== JOB ==
Write out the data below again, replacing every "one point per instance" with "a single point for each instance" and leaving everything else as it is.

Rows from an object pointing dataset:
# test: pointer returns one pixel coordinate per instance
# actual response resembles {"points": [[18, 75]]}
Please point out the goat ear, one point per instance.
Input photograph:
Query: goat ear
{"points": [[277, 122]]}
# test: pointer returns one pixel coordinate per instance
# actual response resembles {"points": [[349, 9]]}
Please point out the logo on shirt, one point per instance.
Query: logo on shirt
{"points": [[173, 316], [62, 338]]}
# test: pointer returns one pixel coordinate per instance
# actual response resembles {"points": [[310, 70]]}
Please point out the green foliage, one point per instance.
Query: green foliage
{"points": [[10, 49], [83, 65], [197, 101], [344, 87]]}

== WRITTEN RESPONSE ==
# test: pointer returns one pixel coordinate per instance
# actual response resembles {"points": [[18, 75]]}
Please point out the goat ear, a single point for each instance.
Input photograph:
Query: goat ear
{"points": [[277, 122]]}
# test: pointer returns one pixel coordinate per instance
# actual response resembles {"points": [[349, 9]]}
Please point out the logo on shirt, a single point for each instance.
Query: logo on shirt
{"points": [[173, 316], [62, 338]]}
# test: pointer returns one pixel coordinate per instance
# actual response resembles {"points": [[310, 70]]}
Please point out the green foliage, a single point for each instance.
Query: green foliage
{"points": [[10, 49], [83, 65], [197, 101], [344, 87]]}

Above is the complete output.